Abstract: "Danger Is Everywhere": Experiences of Continuous Traumatic Stress Following Gunshot Survivorship (Society for Social Work and Research 29th Annual Conference)

Please note schedule is subject to change. All in-person and virtual presentations are in Pacific Time Zone (PST).

"Danger Is Everywhere": Experiences of Continuous Traumatic Stress Following Gunshot Survivorship

Schedule:
Sunday, January 19, 2025
Boren, Level 4 (Sheraton Grand Seattle)
* noted as presenting author
Gabrielle Andrade, Masters of Social Work Research Assistant, Columbia University, NY
Nathan Aguilar, LCSW, Doctoral Student, Columbia University, New York, NY
Owyn Guinnip, Masters of Social Work Research Assistant, Columbia University, NY
Background and Purpose: Community-based gun violence disproportionately impacts young Black and Latino boys and men and is a catalyst for ethnic and racial health disparities in the United States. The fear of community-based gun violence substantially distorts the way that millions of people live their lives. This is especially true as the majority of community-based gun violence injuries result in survivorship producing detrimental mental and physical repercussions for survivors and family members. Post-Traumatic Stress Disorder, a concept used to understand the traumatic aftermath and symptomatology, doesn’t take into account the forward-facing nature of gun violence and lacks historical context accounting for the disproportionate nature of community-based gun violence (e.g., race and socioeconomic status). Continuous Traumatic Stress (CTS) focuses on the ongoing anticipation of future threats and traumas rather than those from the past. CTS has mainly been utilized within the international literature in war-torn countries and highlights how persistent poverty, racial and gender-based violence, as well as violence committed by institutional actors (e.g., law enforcement) continuously traumatize vulnerable populations. Understanding community-based gun violence through CTS may provide a new perspective on its psychological and social impact.

--

Activities ::
1. According to the gunshot survivorship abstract, what does Continuous Traumatic Stress focus on?
2. Write the next part of the gunshot survivorship abstract, starting after its final sentence.
The rows are not required for this work.

--

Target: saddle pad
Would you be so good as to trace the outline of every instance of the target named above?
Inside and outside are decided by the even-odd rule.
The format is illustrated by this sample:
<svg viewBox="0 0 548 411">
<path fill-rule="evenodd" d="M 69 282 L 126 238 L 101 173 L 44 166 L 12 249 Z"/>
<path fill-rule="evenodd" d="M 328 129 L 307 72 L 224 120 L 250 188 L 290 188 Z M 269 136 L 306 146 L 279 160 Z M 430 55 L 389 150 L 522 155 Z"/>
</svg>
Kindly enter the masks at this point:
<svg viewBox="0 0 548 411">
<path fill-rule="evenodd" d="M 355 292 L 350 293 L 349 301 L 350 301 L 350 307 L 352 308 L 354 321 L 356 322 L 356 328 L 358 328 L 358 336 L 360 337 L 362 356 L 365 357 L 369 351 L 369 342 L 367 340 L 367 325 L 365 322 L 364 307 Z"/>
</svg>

--

Answers for the tasks ::
1. It focuses on the ongoing anticipation of future threats and traumas rather than those from the past.

2.
Methods: A structured purposive sampling method was used to conduct 21 separate qualitative interviews between November 2022 and March 2024 with survivors of gun violence and their chosen family members from Brooklyn, NY. The interviews were transcribed verbatim and then analyzed by a team of three researchers. In combination with CTS researchers utilized a grounded theory and thematic analysis approach to allow ideas and concepts to emerge from the data. Member checking was an integral analytical method to enhance the credibility of study findings. It involved the feedback from advisory board members composed of staff at a Brooklyn-based hospital-based violence intervention program and community residents who have extensive experience working with or living in communities impacted by gun violence.

Results: Qualitative analysis from separate interviews with gunshot survivors and their chosen family members yielded three key thematic findings: 1) Absence of protection: Highlights a failure of just and effective systems to promote safety. 2) Present and Anticipated Trauma: Describes the fixation on current and expected traumatic threats. 3) Necessary Adaptive Symptoms: Suggests that individual responses and behaviors evolve as coping mechanisms to manage ongoing threats.

Conclusion and Implications: Little scholarship has utilized CTS to explore the varying adaptations and frameworks that gunshot survivors and their family members use to maximize safety despite little institutional protection. Findings address this research gap by utilizing CTS to illuminate how gunshot survivors and family members experience absence of system protection, adopt hypervigilance and psychosocial strategies to enhance protection and may experience post traumatic growth following their injury. Future research should consider utilizing CTS in cases of community-based gun violence and collaborate with international scholars who are working within communities with high rates of gun violence. These findings add new insights into the gun violence literature and bolster existing trauma literature by utilizing the conceptualization of CTS from the perspectives of both community-based gunshot survivors and their family members.